EXTRACTED TEXT ▸
============
When I was little, my mom always made a big fat deal out of our birthdays; so naturally, I am of the belief that birthdays should be celebrated like it’s Mardi Gras. Over the years, we’ve had some pretty rockin’ parties for Nick. All sports all the time has, of course, been a recurring theme. Amongst my favorites, however, was Nick’s 5th grade party. It’s not easy to come up with an idea that isn’t so “been there done that”. I stumbled across the Chicago Bulls/White Sox Training Academy (which is pretty stinking painful for those of us diehard Cub’s fans). Their deal at the time was you rented the Chicago Bulls replica basketball court, equipped with a working scoreboard, buzzer and referee, at $150 for an hour. The number of invitees was unlimited, so, since more of everything is always better, we included a total of 20 kids to help us celebrate.

 

Rather than waste our precious hour picking teams, we sent out two invitations; one requesting the recipients wear a white t-shirt, and the other requesting the recipients wear a blue t-shirt. When the boys arrived, all they had to do sit on the bench, shouting, “Put me in coach; I’m ready to play!” After the game, we went out for pizza, and as a party favor, gave each of the boys a mini basketball. It was awesome!

 

Over the years, we’ve celebrated with several golf outings, but last years was my favorite. We surprised Nick with a huge breakfast in our home (yummy scrambled eggs, bacon and chocolate chip pancakes) with a dozen of his closest friends; pals he’s collected from Pre-school to high school. After breakfast, the boys headed over to one of Nick’s favorite courses to play 18 on his 18th. He had the very best day!
============
MATERIAL ▸
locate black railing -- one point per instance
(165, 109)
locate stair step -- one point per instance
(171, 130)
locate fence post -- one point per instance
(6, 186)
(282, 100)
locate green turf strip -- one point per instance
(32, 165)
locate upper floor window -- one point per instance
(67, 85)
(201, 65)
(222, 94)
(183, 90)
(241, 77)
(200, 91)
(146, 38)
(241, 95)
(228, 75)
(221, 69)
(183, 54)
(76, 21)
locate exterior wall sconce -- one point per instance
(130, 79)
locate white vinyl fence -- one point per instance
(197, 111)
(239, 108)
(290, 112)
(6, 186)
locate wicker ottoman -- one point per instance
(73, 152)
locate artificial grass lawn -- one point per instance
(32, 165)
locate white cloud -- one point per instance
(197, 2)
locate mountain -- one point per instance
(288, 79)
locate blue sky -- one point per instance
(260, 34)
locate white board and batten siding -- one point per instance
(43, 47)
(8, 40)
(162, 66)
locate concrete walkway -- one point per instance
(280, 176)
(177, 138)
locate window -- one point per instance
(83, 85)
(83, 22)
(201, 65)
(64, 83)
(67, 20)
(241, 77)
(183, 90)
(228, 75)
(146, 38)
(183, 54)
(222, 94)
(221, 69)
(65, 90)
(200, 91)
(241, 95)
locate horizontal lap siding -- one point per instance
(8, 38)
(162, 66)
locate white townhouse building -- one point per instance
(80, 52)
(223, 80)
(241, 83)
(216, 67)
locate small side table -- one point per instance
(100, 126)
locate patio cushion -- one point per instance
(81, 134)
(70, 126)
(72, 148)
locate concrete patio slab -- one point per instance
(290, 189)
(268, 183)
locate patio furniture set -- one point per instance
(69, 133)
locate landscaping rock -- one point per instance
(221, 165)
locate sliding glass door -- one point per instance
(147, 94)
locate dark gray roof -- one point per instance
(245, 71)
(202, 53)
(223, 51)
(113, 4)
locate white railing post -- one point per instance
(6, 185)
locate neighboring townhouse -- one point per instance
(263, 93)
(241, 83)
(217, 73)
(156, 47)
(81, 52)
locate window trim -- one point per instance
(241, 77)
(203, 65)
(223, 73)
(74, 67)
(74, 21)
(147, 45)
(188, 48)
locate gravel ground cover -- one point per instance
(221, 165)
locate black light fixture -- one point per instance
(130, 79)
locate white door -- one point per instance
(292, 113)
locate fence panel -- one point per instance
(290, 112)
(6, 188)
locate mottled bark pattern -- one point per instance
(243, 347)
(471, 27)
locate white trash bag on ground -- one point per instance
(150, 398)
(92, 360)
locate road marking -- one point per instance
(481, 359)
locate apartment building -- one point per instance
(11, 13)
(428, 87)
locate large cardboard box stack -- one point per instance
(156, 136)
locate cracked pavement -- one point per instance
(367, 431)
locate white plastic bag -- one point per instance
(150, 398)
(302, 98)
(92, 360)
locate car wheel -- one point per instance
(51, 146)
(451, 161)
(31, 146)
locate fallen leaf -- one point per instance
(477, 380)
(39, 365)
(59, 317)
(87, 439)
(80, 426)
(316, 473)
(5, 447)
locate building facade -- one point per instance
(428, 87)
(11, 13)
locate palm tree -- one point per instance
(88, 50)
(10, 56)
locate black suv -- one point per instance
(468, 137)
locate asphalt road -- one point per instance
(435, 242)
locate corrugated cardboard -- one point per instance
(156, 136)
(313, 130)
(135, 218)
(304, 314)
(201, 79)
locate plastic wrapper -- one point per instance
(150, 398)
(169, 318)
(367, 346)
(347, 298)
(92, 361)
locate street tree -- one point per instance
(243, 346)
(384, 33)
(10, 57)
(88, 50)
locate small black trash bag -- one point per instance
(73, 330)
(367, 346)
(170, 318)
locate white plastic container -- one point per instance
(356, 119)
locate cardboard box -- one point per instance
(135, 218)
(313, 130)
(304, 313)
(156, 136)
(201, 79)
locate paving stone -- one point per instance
============
SET OF TASKS ▸
- a) Reproduce the birthday-party text word for word, from its first sentence to its last.
- b) Present the entries from the line containing "locate asphalt road -- one point per instance" through the last line of the entries, both ends included, as a Markdown table with the columns Row and Entry line. Put one line per row and leave out blank lines.

OUTPUTS IN ORDER ▸
- a)
When I was little, my mom always made a big fat deal out of our birthdays; so naturally, I am of the belief that birthdays should be celebrated like it’s Mardi Gras. Over the years, we’ve had some pretty rockin’ parties for Nick. All sports all the time has, of course, been a recurring theme. Amongst my favorites, however, was Nick’s 5th grade party. It’s not easy to come up with an idea that isn’t so “been there done that”. I stumbled across the Chicago Bulls/White Sox Training Academy (which is pretty stinking painful for those of us diehard Cub’s fans). Their deal at the time was you rented the Chicago Bulls replica basketball court, equipped with a working scoreboard, buzzer and referee, at $150 for an hour. The number of invitees was unlimited, so, since more of everything is always better, we included a total of 20 kids to help us celebrate.

 

Rather than waste our precious hour picking teams, we sent out two invitations; one requesting the recipients wear a white t-shirt, and the other requesting the recipients wear a blue t-shirt. When the boys arrived, all they had to do sit on the bench, shouting, “Put me in coach; I’m ready to play!” After the game, we went out for pizza, and as a party favor, gave each of the boys a mini basketball. It was awesome!

 

Over the years, we’ve celebrated with several golf outings, but last years was my favorite. We surprised Nick with a huge breakfast in our home (yummy scrambled eggs, bacon and chocolate chip pancakes) with a dozen of his closest friends; pals he’s collected from Pre-school to high school. After breakfast, the boys headed over to one of Nick’s favorite courses to play 18 on his 18th. He had the very best day!

- b)
| Row | Entry line |
|---|---|
| 1 | locate asphalt road -- one point per instance |
| 2 | (435, 242) |
| 3 | locate corrugated cardboard -- one point per instance |
| 4 | (156, 136) |
| 5 | (313, 130) |
| 6 | (135, 218) |
| 7 | (304, 314) |
| 8 | (201, 79) |
| 9 | locate plastic wrapper -- one point per instance |
| 10 | (150, 398) |
| 11 | (169, 318) |
| 12 | (367, 346) |
| 13 | (347, 298) |
| 14 | (92, 361) |
| 15 | locate street tree -- one point per instance |
| 16 | (243, 346) |
| 17 | (384, 33) |
| 18 | (10, 57) |
| 19 | (88, 50) |
| 20 | locate small black trash bag -- one point per instance |
| 21 | (73, 330) |
| 22 | (367, 346) |
| 23 | (170, 318) |
| 24 | locate white plastic container -- one point per instance |
| 25 | (356, 119) |
| 26 | locate cardboard box -- one point per instance |
| 27 | (135, 218) |
| 28 | (313, 130) |
| 29 | (304, 313) |
| 30 | (156, 136) |
| 31 | (201, 79) |
| 32 | locate paving stone -- one point per instance |